### Aim of the task
The data is to be set down once more, exactly as it reads.

### Data extracts
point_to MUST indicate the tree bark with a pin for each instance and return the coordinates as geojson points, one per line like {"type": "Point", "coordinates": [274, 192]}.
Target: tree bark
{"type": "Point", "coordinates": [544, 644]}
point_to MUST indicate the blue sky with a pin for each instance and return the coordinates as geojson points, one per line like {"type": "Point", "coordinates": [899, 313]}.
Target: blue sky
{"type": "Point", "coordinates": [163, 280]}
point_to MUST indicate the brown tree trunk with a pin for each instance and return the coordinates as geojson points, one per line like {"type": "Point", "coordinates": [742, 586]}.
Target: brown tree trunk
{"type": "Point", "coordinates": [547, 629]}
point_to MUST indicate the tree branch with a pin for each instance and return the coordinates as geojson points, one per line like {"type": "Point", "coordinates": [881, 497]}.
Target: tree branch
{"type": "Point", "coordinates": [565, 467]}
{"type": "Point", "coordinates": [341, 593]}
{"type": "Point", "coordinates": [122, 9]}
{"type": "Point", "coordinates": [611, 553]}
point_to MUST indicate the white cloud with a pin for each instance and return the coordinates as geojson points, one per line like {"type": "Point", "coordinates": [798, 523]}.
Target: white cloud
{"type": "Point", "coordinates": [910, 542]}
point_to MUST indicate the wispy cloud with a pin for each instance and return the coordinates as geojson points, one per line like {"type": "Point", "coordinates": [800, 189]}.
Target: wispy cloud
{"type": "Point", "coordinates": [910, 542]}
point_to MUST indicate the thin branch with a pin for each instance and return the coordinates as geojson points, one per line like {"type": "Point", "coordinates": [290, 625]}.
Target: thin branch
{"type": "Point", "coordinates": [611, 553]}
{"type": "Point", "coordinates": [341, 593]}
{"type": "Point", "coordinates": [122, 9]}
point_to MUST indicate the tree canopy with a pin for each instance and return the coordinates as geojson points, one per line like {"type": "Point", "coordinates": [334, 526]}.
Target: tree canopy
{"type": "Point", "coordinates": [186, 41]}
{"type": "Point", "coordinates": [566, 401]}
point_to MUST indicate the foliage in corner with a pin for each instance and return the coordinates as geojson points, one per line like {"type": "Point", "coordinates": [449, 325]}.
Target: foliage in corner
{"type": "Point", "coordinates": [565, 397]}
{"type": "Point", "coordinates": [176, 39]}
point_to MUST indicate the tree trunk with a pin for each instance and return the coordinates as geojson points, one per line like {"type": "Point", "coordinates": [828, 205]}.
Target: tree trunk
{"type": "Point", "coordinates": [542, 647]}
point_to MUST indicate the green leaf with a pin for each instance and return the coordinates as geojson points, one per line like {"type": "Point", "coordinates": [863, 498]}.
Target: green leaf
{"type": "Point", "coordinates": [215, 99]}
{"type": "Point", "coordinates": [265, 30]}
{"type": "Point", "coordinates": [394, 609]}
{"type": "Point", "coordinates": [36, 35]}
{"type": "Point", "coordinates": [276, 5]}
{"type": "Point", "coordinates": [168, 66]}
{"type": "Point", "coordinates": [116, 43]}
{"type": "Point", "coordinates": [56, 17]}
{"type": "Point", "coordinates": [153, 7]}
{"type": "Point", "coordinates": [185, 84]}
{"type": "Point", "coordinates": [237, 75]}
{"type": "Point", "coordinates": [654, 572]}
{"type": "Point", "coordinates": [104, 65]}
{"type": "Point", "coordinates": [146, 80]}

### Written response
point_to MUST indicate the tree bark with a pin for each instance and return the coordinates as geojson points, one per line like {"type": "Point", "coordinates": [274, 192]}.
Target: tree bark
{"type": "Point", "coordinates": [544, 644]}
point_to MUST indicate the blue sky with a pin for each instance and return the coordinates as geojson points, one per line like {"type": "Point", "coordinates": [899, 313]}.
Target: blue sky
{"type": "Point", "coordinates": [163, 280]}
point_to MUST indicate the brown tree trunk with a pin for each instance and return the coordinates as geojson points, one per line like {"type": "Point", "coordinates": [742, 586]}.
Target: brown tree trunk
{"type": "Point", "coordinates": [547, 629]}
point_to MUST indicate the tree branch with a pin for each instance and return the coordinates as geojson points, one per line like {"type": "Point", "coordinates": [881, 497]}.
Target: tree branch
{"type": "Point", "coordinates": [565, 467]}
{"type": "Point", "coordinates": [341, 593]}
{"type": "Point", "coordinates": [122, 9]}
{"type": "Point", "coordinates": [611, 553]}
point_to MUST indicate the white cloud with a pin for each instance and return the coordinates as geojson points, one per line like {"type": "Point", "coordinates": [798, 523]}.
Target: white cloud
{"type": "Point", "coordinates": [910, 542]}
point_to MUST indicate the wispy cloud with a pin for each instance and return the coordinates as geojson points, one per line like {"type": "Point", "coordinates": [800, 189]}.
Target: wispy cloud
{"type": "Point", "coordinates": [910, 542]}
point_to MUST indicate the thin branch with a pin for each instance and return the coordinates as geojson points, one per line like {"type": "Point", "coordinates": [290, 625]}.
Target: thin branch
{"type": "Point", "coordinates": [611, 553]}
{"type": "Point", "coordinates": [341, 593]}
{"type": "Point", "coordinates": [122, 9]}
point_to MUST indicate the tree canopy with a pin for each instance and return the coordinates as geojson points, one per line like {"type": "Point", "coordinates": [334, 526]}.
Target: tree canopy
{"type": "Point", "coordinates": [186, 41]}
{"type": "Point", "coordinates": [566, 401]}
point_to MUST indicate the foliage in corner with a pin for each instance and return the coordinates as geojson points, one per line like {"type": "Point", "coordinates": [449, 325]}.
Target: foliage in corner
{"type": "Point", "coordinates": [565, 397]}
{"type": "Point", "coordinates": [176, 39]}
point_to MUST indicate the tree trunk with a pin for each instance and return the coordinates as geojson points, one per line like {"type": "Point", "coordinates": [828, 205]}.
Target: tree trunk
{"type": "Point", "coordinates": [542, 647]}
point_to MUST indicate the green leaf with a pin for each instance and return the coordinates as geojson points, one per line like {"type": "Point", "coordinates": [863, 498]}.
Target: green leaf
{"type": "Point", "coordinates": [215, 99]}
{"type": "Point", "coordinates": [265, 30]}
{"type": "Point", "coordinates": [394, 609]}
{"type": "Point", "coordinates": [36, 35]}
{"type": "Point", "coordinates": [276, 5]}
{"type": "Point", "coordinates": [168, 66]}
{"type": "Point", "coordinates": [116, 43]}
{"type": "Point", "coordinates": [56, 17]}
{"type": "Point", "coordinates": [153, 7]}
{"type": "Point", "coordinates": [185, 84]}
{"type": "Point", "coordinates": [237, 75]}
{"type": "Point", "coordinates": [654, 572]}
{"type": "Point", "coordinates": [104, 65]}
{"type": "Point", "coordinates": [146, 80]}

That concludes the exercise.